Document passage:

# Mastering Manipulation!



## Saeid (Dec 5, 2004)

Ok anyone got any guides or techniques to the art of manipulation for non-digital black and white! Be it sandwiching, solarizing, etc! 
Any tips or tricks would be greatly appreciated or even a website to see some other photographers work! 

Thnx!


----------



## terri (Dec 5, 2004)

What kind of manipulation do you have in mind for traditional B&amp;W prints?   The "alternative" stuff I do involves manipulation of various Polaroid films.       There was a thread here on solarization; someone had some good success with that technique.   

What interests you?


----------



## Saeid (Dec 6, 2004)

Well i was thinking of sandwiching... the idea attracts me! 
And maybe solarization! Or a mixture of both!


----------



## terri (Dec 6, 2004)

You should be able to run a google search on the Sabattier effect (AKA solarization) and get lots of good information.


----------



## Karalee (Dec 6, 2004)

Sandwiching is a ton of fun!


----------



## terri (Dec 6, 2004)

Karalee said:
			
		

> Sandwiching is a ton of fun!



I've never found 2 negs that would seem to work for it.   Haven't looked too hard, I suppose.


----------



## Karalee (Dec 6, 2004)

We kinda had a assignment on sandwiching in high school so we shot specifically for this idea. I had a series of photos and a friend of mine on different game boards, chess, snakes and ladders, monopoly and so forth. How I wish I still had those prints now :-?


----------



## Saeid (Dec 7, 2004)

So u just put 2 negs on top of each other and print?
Is there any cropping of the negatives?
The reason i ask is because im new to the manipulation!


----------



## oriecat (Dec 7, 2004)

Crop if you want to crop!  Just like any other pic.


----------

Data extract:

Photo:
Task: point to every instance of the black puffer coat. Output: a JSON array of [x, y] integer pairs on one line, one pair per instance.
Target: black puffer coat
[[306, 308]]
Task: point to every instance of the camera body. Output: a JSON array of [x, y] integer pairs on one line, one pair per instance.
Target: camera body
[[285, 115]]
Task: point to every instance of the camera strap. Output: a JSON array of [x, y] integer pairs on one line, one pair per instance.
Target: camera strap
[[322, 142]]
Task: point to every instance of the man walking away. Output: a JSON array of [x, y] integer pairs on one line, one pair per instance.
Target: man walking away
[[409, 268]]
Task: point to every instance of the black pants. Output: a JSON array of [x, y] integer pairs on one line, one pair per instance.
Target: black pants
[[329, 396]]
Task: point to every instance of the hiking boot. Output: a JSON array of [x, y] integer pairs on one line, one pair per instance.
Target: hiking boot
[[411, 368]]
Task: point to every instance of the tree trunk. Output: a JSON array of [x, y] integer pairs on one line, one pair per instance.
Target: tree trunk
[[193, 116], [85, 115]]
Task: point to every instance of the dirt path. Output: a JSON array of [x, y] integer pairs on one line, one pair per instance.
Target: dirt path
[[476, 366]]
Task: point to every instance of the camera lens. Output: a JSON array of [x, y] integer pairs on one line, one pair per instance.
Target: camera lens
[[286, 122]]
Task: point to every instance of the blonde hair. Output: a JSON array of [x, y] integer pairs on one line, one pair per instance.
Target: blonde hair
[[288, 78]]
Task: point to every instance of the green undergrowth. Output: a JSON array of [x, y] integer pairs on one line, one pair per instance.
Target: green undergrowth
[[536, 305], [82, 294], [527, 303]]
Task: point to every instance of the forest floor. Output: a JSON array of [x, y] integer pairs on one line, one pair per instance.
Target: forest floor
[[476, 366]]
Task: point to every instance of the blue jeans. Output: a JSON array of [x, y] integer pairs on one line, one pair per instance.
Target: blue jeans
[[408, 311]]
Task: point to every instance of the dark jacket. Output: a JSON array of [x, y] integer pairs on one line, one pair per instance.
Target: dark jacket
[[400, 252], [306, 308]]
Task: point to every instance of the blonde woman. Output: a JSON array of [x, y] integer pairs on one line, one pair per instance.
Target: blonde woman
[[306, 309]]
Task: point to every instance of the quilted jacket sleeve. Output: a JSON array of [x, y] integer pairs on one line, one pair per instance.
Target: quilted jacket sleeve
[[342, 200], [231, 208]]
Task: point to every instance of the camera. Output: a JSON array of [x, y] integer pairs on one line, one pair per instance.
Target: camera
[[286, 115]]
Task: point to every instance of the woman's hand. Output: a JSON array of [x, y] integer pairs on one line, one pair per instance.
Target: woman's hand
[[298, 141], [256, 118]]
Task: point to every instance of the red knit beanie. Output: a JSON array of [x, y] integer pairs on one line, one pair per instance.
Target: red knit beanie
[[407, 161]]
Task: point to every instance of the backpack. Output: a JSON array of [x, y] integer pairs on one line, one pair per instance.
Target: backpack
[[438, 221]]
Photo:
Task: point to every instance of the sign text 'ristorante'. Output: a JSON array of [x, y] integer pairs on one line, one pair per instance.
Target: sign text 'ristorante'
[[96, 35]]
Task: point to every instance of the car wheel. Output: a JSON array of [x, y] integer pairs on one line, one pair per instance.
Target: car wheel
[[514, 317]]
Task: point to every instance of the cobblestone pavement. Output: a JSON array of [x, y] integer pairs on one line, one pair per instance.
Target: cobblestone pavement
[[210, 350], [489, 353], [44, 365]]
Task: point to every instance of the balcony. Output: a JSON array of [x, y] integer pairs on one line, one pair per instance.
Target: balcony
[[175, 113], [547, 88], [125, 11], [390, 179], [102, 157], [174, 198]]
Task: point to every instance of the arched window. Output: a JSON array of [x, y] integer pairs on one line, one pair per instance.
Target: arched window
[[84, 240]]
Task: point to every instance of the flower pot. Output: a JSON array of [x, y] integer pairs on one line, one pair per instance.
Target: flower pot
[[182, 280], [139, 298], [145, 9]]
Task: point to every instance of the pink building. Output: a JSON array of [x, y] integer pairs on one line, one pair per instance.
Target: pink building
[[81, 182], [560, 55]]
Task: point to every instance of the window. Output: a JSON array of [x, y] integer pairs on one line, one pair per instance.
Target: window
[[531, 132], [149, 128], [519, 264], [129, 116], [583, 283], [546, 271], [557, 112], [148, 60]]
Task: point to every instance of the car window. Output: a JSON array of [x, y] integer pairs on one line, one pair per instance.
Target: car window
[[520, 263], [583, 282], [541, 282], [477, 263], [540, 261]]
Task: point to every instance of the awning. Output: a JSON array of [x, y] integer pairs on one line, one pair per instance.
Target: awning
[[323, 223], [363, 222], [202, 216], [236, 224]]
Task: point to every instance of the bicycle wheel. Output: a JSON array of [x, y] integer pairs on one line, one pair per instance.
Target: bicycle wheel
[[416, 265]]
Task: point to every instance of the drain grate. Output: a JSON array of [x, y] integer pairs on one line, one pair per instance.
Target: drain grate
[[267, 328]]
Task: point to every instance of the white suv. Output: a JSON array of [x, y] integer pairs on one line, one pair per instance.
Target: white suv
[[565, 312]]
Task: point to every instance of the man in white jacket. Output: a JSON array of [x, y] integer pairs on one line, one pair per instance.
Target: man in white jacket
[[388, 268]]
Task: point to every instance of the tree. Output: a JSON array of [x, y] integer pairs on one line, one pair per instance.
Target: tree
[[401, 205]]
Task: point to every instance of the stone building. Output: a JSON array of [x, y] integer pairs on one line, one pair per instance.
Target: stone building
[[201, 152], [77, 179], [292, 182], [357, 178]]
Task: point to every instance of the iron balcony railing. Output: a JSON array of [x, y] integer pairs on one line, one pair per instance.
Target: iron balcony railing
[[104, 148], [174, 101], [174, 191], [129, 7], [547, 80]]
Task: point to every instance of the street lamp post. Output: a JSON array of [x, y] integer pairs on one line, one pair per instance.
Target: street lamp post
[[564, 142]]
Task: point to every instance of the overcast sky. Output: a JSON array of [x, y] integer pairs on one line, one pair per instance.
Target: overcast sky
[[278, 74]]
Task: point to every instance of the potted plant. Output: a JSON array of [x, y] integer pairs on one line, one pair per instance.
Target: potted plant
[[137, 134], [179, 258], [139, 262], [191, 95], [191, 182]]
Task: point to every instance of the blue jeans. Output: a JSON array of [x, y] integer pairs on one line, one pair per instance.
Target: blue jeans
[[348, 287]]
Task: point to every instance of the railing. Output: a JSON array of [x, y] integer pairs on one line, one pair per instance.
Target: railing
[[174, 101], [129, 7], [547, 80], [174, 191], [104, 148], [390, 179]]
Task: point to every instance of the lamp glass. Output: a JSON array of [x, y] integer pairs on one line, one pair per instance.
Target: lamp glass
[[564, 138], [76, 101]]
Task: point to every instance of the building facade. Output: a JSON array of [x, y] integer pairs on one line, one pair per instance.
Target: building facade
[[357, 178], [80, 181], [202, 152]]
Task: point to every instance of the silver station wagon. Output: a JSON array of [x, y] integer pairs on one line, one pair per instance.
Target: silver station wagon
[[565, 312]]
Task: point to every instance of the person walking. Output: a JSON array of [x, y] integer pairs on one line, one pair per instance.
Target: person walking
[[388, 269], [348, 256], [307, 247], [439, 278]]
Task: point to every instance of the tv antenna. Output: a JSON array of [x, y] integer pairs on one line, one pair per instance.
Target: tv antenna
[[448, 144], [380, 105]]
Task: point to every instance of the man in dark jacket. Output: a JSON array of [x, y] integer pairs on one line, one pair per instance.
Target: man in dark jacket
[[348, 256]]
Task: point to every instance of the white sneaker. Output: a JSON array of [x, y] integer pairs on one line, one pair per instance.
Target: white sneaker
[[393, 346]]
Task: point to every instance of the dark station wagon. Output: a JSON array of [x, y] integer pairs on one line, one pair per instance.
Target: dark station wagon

Aim of the task:
Using the forum thread on black-and-white manipulation above, answer each question briefly.
(a) What other name does terri give for solarization?
(b) What does terri's "alternative" work involve manipulating?
(c) Which game boards does Karalee name from the high school sandwiching assignment?

Response for this exercise:
(a) The Sabattier effect.
(b) Various Polaroid films.
(c) Chess, snakes and ladders, and monopoly.